#### What to produce:
Copy out the notebook excerpt below on hard disk failure and running times, line for line with nothing changed.

#### Excerpted passage:
*****

We can generate what is the average time of failure and average success time for capacity
In [ ]:
df_fail_count_avg = pd.DataFrame(df_fail_count.groupby(['capacity','failure']).total_days.mean())
In [ ]:
df_fail_count_avg.head()
In [ ]:
df_fail_count_avg = df_fail_count_avg.reset_index()
In [ ]:
df_fail_count_avg.head()
In [ ]:
df_fail_count_avg_pivot = df_fail_count_avg.pivot('capacity','failure','total_days')
In [ ]:
df_fail_count_avg_pivot.head()
In [ ]:
df_fail_count_avg_pivot.plot(kind="bar")
In [ ]:
df_hours = df[['serial','capacity','failure','smart_9']]
In [ ]:
df_hours.head()
In [ ]:
df_hours.shape
Now we want to know upto when for a given hard disk and capacity , how long the hard disk ran
In [ ]:
df_hours_max = pd.DataFrame(df_hours.groupby(['serial','capacity']).smart_9.max())

*****

#### Supplied entries:

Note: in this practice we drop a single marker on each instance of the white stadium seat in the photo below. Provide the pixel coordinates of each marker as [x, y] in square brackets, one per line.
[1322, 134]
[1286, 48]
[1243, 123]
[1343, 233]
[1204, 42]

*****

#### Answer to this problem:
We can generate what is the average time of failure and average success time for capacity
In [ ]:
df_fail_count_avg = pd.DataFrame(df_fail_count.groupby(['capacity','failure']).total_days.mean())
In [ ]:
df_fail_count_avg.head()
In [ ]:
df_fail_count_avg = df_fail_count_avg.reset_index()
In [ ]:
df_fail_count_avg.head()
In [ ]:
df_fail_count_avg_pivot = df_fail_count_avg.pivot('capacity','failure','total_days')
In [ ]:
df_fail_count_avg_pivot.head()
In [ ]:
df_fail_count_avg_pivot.plot(kind="bar")
In [ ]:
df_hours = df[['serial','capacity','failure','smart_9']]
In [ ]:
df_hours.head()
In [ ]:
df_hours.shape
Now we want to know upto when for a given hard disk and capacity , how long the hard disk ran
In [ ]:
df_hours_max = pd.DataFrame(df_hours.groupby(['serial','capacity']).smart_9.max())